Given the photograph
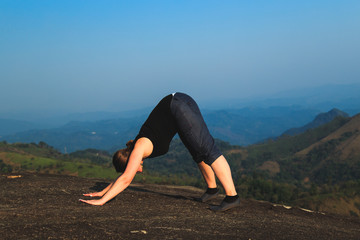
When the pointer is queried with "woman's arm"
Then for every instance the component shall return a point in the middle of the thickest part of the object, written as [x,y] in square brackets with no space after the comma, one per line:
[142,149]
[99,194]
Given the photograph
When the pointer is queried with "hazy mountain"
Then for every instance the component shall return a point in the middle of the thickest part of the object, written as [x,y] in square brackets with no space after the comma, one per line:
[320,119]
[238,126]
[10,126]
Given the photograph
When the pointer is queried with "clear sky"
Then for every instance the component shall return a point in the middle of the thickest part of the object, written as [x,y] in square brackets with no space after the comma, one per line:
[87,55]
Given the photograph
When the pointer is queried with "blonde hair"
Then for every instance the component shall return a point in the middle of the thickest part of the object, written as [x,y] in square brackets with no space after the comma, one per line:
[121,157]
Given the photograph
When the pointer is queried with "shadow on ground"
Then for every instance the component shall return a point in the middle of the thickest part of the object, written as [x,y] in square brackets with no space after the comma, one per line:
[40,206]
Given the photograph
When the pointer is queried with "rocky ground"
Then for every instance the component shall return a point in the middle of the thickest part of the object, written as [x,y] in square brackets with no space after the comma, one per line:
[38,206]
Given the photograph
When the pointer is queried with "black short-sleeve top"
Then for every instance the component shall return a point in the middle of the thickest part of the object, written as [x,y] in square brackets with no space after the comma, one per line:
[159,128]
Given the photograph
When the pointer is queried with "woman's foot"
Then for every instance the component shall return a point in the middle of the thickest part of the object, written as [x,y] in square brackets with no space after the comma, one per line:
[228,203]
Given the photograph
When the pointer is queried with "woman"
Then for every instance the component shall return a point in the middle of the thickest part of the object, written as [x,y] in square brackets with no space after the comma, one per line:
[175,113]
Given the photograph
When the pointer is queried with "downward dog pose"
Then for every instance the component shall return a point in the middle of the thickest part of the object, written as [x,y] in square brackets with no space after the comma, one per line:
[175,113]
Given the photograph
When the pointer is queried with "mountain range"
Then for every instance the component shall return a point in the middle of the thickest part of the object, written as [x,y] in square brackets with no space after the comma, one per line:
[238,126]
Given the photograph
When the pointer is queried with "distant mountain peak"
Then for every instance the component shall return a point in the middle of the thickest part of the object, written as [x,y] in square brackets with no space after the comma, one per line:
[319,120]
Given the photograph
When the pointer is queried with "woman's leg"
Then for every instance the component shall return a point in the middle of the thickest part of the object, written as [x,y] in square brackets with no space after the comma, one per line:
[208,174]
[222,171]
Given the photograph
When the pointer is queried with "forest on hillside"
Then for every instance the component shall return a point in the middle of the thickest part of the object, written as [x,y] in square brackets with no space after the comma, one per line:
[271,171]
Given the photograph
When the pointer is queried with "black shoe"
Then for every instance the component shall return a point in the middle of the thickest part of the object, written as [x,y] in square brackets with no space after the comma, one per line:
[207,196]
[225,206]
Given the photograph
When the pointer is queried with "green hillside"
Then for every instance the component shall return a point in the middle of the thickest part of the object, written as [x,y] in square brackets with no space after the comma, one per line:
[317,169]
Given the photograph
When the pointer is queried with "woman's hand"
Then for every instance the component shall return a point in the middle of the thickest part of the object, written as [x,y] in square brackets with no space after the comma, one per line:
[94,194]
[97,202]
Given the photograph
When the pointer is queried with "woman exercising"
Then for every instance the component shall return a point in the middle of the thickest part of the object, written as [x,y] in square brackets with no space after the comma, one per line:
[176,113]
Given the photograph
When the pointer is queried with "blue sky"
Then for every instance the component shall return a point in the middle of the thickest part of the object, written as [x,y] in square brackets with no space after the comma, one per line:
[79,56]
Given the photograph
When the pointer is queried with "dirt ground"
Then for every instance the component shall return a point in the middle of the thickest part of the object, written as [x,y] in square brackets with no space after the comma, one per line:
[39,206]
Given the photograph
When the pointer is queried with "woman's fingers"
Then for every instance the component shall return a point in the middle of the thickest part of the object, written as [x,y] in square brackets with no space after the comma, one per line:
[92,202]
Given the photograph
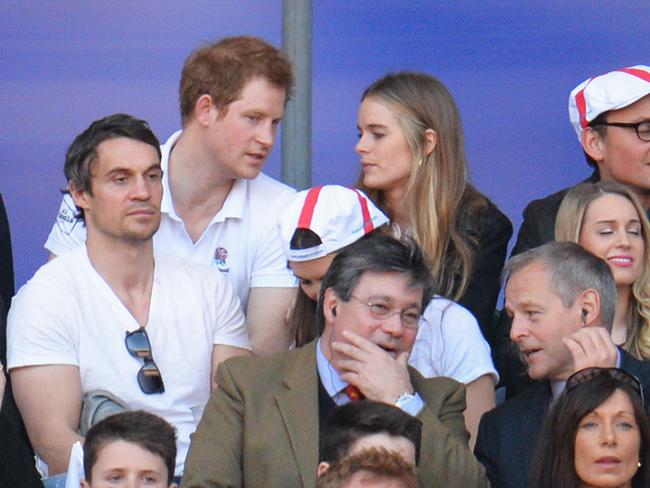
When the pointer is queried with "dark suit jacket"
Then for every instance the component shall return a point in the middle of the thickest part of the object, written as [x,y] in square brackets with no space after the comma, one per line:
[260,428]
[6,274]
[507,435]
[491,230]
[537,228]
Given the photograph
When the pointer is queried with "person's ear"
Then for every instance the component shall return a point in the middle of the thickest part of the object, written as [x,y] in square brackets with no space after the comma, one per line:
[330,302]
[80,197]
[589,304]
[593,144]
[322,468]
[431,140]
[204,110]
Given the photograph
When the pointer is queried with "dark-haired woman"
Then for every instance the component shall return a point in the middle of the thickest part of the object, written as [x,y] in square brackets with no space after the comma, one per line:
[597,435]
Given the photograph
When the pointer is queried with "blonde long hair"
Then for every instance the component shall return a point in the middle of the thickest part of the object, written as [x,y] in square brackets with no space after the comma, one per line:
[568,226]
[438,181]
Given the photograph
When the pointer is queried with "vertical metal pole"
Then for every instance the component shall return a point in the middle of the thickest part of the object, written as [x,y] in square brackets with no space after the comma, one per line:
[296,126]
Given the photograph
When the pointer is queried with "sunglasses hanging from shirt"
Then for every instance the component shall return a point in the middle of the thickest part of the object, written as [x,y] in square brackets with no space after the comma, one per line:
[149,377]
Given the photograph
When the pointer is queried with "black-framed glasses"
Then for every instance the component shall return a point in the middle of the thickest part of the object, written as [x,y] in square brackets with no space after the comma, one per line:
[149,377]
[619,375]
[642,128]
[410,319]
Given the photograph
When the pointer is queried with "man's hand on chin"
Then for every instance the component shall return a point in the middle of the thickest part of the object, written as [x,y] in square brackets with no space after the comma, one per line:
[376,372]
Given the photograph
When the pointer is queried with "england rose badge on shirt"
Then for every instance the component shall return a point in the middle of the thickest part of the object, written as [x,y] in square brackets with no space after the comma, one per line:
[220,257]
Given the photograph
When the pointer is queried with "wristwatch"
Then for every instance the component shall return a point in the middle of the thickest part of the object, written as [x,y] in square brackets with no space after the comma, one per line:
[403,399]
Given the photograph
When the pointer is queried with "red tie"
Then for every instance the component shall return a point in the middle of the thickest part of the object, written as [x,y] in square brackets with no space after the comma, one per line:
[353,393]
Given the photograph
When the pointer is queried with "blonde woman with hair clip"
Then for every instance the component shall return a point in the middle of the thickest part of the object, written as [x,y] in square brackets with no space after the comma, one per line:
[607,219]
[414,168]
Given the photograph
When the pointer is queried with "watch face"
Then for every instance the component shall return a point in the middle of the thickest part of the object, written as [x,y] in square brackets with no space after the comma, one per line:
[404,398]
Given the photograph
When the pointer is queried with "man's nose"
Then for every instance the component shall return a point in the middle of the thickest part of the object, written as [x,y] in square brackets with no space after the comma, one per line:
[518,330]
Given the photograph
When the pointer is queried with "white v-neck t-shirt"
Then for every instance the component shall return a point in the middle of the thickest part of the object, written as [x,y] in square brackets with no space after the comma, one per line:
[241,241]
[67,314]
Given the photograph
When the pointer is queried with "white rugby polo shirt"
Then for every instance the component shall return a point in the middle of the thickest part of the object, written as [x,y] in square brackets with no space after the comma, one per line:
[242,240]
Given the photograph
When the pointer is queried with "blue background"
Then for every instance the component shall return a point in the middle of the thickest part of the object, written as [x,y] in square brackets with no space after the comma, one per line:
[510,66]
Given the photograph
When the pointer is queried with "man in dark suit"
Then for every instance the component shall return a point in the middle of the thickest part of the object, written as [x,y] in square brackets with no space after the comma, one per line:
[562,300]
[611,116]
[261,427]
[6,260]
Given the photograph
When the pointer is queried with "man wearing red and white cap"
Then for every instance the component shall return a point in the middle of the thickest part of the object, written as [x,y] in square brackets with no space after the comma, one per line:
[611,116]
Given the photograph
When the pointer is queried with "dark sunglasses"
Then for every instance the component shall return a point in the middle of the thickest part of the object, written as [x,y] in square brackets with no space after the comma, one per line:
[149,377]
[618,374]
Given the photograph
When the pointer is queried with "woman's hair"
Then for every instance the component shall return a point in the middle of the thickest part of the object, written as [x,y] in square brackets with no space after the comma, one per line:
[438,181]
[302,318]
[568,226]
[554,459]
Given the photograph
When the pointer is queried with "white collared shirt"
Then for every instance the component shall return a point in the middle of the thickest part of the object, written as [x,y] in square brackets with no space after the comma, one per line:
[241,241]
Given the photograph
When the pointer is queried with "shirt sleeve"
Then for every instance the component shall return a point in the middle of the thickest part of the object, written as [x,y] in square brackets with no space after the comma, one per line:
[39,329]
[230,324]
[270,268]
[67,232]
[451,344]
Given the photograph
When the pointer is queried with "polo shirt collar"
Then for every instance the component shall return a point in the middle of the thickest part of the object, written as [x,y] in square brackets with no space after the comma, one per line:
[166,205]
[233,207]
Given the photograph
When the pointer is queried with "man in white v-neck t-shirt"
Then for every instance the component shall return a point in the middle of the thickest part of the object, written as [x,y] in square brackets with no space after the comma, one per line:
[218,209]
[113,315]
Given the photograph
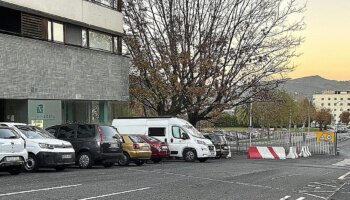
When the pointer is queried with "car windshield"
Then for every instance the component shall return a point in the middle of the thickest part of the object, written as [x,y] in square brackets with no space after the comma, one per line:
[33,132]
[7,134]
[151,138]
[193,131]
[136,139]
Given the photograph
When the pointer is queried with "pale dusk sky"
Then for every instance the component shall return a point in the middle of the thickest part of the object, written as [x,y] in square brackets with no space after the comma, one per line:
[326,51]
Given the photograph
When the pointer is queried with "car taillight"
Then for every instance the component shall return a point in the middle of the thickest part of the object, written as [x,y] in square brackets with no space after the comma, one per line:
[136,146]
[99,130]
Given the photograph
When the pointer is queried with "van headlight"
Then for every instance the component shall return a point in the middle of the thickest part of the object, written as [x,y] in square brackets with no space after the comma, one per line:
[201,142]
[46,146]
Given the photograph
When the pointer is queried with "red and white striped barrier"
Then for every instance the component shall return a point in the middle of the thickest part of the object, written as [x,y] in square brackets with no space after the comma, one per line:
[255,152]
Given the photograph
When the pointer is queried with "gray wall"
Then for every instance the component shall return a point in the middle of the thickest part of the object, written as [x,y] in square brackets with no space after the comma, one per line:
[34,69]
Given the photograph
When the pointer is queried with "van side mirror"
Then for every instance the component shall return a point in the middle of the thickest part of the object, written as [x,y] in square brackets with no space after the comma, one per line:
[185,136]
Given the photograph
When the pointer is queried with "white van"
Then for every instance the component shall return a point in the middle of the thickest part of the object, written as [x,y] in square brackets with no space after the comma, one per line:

_Objective_:
Select every line of the data above that contains the string "sleeve", treating uppercase and lowercase letters as different. Copy each matching line in full.

_Exercise answer_:
When the pointer is queried with "black short-sleeve top"
When the pointer is queried with "shirt sleeve"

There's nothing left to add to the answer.